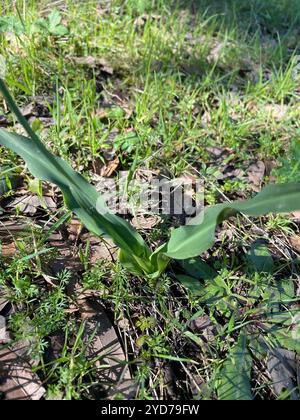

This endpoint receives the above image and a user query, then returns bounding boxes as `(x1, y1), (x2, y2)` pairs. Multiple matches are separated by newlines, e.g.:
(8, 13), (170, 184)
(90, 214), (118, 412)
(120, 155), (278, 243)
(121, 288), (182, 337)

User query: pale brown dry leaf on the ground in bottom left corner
(0, 348), (45, 400)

--------

Using the records above, write out exactly the lines from the one containing "(121, 288), (182, 337)" through the last, and add nothing.

- **Expected answer**
(121, 288), (182, 337)

User query: pale brown dry leaf on the ground in bottom left corner
(0, 348), (45, 400)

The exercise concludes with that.